Exercise input:
☆ ☆ ☆ ☆ ☆ ☆ ☆

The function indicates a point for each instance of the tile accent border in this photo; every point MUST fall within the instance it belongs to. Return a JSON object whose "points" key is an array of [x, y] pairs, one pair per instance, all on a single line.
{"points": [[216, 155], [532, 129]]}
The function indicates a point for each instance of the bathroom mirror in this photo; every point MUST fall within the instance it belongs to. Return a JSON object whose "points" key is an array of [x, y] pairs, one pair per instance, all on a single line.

☆ ☆ ☆ ☆ ☆ ☆ ☆

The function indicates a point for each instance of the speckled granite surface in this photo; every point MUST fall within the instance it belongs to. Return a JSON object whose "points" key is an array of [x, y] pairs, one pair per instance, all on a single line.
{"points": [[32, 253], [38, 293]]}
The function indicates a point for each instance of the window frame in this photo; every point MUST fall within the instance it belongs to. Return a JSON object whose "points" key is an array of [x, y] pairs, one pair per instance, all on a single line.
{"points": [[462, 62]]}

☆ ☆ ☆ ☆ ☆ ☆ ☆

Your objective:
Repeat the part that opens with the line containing "The function indicates a point for each instance of the tile" and closes with the line containing "The function indicates a point for each instance of the bathroom", both of those lines included, shifting every x and y coordinate in the answers up by 127. Leave the other lines in that part unchanged.

Exercise response:
The function indicates a point for each instance of the tile accent border in this photo; every point MUST fall within the instance it belongs to. Return a JSON object whose "points" key is an array of [x, y] pairs, one pair per instance, all on a single line.
{"points": [[343, 282], [659, 256]]}
The function indicates a point for each instance of the bathroom mirror in this photo; every point MUST fall within the instance it belongs to. Return a JSON object whose "points" key is an array of [x, y] pairs, one pair per instance, all on a single line.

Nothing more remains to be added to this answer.